→ About this task: Restate word for word the lines of the entries below, starting with the line that holds "box: [222, 158, 232, 254]" and ending with the line that holds "176L233 167L228 168L227", and no others.

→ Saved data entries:
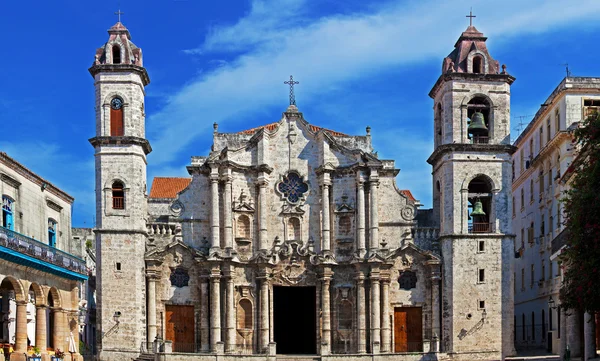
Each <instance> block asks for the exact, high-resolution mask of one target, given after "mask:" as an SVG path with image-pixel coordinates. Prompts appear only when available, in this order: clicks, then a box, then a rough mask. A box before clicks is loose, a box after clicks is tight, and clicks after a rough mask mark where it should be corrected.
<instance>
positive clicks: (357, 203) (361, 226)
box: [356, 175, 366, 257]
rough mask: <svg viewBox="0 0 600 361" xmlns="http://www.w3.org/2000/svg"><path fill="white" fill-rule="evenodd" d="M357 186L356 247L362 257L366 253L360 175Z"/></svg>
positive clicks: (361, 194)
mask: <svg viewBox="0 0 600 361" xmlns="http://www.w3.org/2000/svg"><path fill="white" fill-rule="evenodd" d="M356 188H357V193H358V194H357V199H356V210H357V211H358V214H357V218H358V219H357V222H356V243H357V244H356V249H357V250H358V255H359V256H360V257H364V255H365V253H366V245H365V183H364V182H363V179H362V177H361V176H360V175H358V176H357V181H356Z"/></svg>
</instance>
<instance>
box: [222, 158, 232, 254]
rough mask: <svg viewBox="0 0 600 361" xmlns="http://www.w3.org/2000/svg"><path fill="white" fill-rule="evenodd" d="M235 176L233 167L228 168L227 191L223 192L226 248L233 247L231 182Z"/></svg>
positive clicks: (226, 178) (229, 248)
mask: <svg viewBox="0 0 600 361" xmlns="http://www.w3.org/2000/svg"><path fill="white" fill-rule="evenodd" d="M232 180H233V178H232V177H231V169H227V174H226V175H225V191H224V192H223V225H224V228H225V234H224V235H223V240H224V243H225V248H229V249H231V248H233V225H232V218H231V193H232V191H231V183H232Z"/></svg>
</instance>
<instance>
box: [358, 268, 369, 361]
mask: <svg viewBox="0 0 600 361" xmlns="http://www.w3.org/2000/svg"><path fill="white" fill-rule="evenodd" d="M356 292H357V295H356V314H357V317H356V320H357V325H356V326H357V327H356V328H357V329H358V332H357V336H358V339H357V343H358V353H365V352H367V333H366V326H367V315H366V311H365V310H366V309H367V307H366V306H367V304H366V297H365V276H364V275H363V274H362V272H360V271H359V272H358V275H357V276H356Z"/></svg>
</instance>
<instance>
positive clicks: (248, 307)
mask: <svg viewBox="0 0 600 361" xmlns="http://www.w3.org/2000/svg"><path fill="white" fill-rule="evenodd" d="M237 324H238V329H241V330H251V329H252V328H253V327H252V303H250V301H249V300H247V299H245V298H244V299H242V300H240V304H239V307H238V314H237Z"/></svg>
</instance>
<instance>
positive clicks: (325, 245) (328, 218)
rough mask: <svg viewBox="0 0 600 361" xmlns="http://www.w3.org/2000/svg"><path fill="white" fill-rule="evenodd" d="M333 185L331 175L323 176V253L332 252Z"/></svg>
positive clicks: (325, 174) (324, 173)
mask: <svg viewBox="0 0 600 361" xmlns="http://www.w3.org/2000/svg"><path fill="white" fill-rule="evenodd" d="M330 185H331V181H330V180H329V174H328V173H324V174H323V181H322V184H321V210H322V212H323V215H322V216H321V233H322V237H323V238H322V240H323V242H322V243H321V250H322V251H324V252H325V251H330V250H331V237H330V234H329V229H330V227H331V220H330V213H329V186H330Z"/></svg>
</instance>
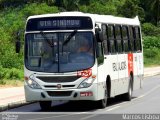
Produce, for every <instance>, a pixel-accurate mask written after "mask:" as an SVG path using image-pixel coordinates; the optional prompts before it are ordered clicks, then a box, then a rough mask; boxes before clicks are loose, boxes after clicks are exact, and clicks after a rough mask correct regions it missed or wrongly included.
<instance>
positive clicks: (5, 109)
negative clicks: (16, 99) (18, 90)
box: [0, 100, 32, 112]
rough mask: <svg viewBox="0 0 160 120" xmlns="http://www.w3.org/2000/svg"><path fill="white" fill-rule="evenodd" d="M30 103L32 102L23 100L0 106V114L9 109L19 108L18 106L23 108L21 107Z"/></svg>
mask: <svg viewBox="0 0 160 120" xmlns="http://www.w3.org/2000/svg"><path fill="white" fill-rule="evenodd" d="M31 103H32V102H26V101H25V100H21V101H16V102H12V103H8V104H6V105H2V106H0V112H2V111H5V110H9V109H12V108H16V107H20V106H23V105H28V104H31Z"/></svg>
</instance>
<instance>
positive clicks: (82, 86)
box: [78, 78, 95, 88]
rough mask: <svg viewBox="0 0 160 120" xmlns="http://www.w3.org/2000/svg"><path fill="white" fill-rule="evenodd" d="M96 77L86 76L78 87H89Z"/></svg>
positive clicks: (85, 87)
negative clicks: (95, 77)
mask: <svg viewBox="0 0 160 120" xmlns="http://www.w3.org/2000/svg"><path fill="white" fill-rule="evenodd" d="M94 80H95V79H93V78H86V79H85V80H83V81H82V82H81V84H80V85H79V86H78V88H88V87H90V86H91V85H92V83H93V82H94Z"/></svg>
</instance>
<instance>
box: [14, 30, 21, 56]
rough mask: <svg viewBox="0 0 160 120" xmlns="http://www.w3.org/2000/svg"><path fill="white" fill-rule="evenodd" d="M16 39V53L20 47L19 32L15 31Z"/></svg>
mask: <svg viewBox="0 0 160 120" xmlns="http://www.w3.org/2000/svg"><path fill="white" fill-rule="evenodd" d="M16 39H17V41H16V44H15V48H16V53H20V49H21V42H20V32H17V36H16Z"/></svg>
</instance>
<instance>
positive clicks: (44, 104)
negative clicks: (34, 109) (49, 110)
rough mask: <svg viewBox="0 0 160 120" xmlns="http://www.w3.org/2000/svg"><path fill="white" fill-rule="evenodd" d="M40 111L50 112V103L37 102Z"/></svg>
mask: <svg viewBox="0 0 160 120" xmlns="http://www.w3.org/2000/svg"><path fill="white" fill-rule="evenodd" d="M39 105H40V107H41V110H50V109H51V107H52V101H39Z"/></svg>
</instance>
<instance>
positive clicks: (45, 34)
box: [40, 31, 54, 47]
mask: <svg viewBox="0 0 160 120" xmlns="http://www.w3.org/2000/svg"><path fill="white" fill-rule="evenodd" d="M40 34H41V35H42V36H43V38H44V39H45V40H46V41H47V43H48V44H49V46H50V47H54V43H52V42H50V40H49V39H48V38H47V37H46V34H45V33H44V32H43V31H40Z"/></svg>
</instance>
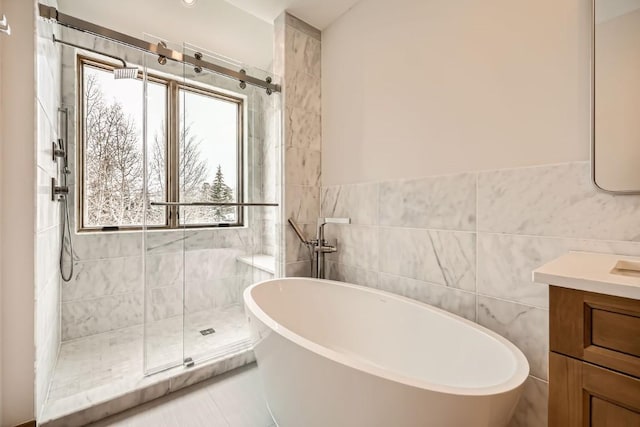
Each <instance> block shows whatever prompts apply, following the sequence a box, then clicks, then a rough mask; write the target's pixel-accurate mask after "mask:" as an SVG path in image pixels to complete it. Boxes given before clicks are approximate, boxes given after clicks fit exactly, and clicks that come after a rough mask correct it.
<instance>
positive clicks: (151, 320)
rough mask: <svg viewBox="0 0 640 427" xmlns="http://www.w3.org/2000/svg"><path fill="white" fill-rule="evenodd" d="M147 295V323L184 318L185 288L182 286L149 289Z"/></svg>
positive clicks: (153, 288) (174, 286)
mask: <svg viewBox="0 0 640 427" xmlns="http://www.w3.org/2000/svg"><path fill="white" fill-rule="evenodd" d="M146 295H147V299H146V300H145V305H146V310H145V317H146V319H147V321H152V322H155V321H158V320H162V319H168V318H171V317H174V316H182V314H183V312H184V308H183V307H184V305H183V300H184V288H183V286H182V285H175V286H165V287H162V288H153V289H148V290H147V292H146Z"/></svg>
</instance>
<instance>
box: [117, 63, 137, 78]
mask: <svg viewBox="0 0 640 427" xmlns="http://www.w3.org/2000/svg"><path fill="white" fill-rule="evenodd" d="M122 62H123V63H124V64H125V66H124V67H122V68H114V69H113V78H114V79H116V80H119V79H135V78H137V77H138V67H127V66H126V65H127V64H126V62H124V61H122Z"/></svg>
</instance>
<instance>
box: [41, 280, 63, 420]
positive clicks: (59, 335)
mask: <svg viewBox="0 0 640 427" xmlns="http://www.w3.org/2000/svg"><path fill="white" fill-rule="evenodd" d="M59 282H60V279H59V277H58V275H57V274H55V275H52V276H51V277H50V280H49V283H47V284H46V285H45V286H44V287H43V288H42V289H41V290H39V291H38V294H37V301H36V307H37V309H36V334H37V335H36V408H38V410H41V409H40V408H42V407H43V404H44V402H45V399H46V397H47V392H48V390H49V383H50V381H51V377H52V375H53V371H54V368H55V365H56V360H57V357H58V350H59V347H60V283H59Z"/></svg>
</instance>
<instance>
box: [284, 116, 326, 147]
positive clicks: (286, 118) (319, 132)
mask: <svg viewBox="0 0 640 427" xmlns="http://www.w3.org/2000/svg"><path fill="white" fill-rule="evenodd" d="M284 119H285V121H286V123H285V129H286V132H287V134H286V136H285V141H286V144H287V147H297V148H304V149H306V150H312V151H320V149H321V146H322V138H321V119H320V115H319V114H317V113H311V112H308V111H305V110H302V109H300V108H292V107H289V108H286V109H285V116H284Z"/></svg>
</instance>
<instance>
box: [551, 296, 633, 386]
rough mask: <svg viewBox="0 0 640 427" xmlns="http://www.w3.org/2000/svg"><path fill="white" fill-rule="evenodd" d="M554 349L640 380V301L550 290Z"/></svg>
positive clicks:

→ Response to this exercise:
box: [222, 158, 232, 254]
rough mask: <svg viewBox="0 0 600 361" xmlns="http://www.w3.org/2000/svg"><path fill="white" fill-rule="evenodd" d="M235 176L233 167L228 168L227 191L223 192L226 248L233 247L231 182Z"/></svg>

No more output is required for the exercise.